#### Selected text:
After leaving the army, Michael was introduced to Katina’s mother, who had come back to Greece for their arranged marriage. The two moved together to St. Louis, where Michael was immediately thrust into the restaurant business and realized he had a knack for the industry. He was a keen observer, picking up on what business owners did right and what they did wrong, and banking that knowledge in the hopes that he would one day have a place of his own. One of his most formative jobs was at the iconic cafeteria Garavelli’s, where he was taken under the wing of the owners and taught everything from how to carve meat to how to run the business.
Eventually, Michael Malliotakis took the leap and opened his own cafeteria-style restaurant in downtown St. Louis, then another concept on Cherokee Street. However, it was Michael’s Bar & Grill where he really staked his claim. Though he reopened as a restaurant with only a few menu items written on a small chalkboard, he found immediate success and kept building upon it. It didn’t take long for more items to appear on the menu, which was finally printed after a short while, followed by an expansion of the physical space to accommodate the legions of regular diners who flocked to the taverna for a taste of his excellent cooking.
Katina Malliotakis has been by her dad’s side through it all, understanding that it was her duty to carry out the restaurant’s legacy as Michael’s right-hand woman — even before she was old enough to truly know what that entailed.
“I was about twelve years old when he called me up and said he was sending a cab for me and needed me to get down to the restaurant because he needed my help,” she recalls. “I showed up that day and never left. He even bought the house two doors down from the restaurant, and we moved in. I call this place the Hotel California, because no one ever leaves.”
Though Malliotakis describes her fate as being sealed that day she walked into the restaurant, she wouldn’t have it any other way. She admits she frequently questioned whether or not it was what she wanted for her professional life, and even tried to venture away from the industry a couple times to try out a different career. However, all of her other endeavors were short-lived, because she knew, deep in her heart, that hospitality was her calling.

#### Given data:

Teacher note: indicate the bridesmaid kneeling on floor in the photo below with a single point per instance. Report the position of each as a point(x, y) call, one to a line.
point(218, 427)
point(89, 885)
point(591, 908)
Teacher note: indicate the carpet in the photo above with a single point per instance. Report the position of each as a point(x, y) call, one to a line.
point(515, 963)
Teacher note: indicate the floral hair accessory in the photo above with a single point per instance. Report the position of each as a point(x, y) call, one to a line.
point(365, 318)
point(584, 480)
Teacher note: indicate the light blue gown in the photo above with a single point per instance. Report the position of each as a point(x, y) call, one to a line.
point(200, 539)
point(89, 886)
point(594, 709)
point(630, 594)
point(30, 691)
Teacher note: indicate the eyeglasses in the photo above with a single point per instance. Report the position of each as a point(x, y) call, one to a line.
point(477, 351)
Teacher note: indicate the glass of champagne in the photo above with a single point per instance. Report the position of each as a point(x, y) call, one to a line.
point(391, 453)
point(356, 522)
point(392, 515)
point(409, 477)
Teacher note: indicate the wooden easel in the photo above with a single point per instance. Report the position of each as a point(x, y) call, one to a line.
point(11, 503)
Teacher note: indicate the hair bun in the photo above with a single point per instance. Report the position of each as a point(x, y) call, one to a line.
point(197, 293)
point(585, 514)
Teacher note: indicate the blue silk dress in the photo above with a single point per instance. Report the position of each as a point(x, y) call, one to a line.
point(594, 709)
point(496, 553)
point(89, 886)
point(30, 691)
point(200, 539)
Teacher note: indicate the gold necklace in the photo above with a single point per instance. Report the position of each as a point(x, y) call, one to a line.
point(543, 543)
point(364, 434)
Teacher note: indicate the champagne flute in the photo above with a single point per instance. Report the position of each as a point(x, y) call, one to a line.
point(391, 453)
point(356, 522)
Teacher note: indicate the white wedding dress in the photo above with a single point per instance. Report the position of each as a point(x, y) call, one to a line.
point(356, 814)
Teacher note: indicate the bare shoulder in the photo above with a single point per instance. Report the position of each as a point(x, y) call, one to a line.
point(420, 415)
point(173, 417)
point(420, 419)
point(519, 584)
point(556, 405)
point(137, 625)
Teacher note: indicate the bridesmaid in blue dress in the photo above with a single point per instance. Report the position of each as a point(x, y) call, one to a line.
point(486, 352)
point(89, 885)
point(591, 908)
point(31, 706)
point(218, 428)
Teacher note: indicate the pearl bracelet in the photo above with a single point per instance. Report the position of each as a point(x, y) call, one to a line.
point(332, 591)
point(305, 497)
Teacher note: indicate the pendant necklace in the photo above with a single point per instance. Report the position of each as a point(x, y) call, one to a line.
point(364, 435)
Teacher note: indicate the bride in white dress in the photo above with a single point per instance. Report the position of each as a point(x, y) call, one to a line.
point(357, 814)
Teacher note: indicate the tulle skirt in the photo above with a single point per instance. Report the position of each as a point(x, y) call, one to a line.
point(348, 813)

#### Tasks and exercises:
[A] Rewrite the Malliotakis restaurant text from "Katina Malliotakis has" to "what that entailed.", using "tradition" in place of "legacy".
[B] Write the next part of the Malliotakis restaurant text, picking up after its last sentence.
The listing has nothing to do with the Malliotakis restaurant text.

#### Responses by task:
[A]
Katina Malliotakis has been by her dad’s side through it all, understanding that it was her duty to carry out the restaurant’s tradition as Michael’s right-hand woman — even before she was old enough to truly know what that entailed.

[B]
Malliotakis also felt a responsibility to be there for her dad and knew there was no one else who could be his go-to like she could. That reality filled her with a sense of duty that has been especially salient since 2008, when Michael suffered his first stroke and had to hand over some of the day-to-day operations to her. Since then, she’s been steering the ship — with her dad’s guidance, of course — and has done her best to make sure the restaurant keeps going, even in the midst of the challenges the pandemic has created over the past year and a half.
“There was no way that, after 40 years, we were going out like that,” Malliotakis says. “This is about his legacy, and I need to make sure it succeeds. The people who come in here and have supported us through this all are family and friends, and I couldn’t imagine not being here.”
In her mind, that’s the key — the guests who come through its doors every day, some of them since the very beginning, who are willing to support Michael’s because they know they will consistently get a good meal prepared by owners who pour their hearts and souls into everything they do.
“I’ve always appreciated everyone who comes through the door, but I had no idea that they felt that way about us, too,” Malliotakis says. “People have been so supportive and thank us for being here. I tell them, ‘No, thank you.’ It’s great they feel the same way I do and that they are just as grateful. There’s nothing better than seeing people eating and drinking and having a good time. We’re Greek. The only way we know how to show our love is by feeding you.”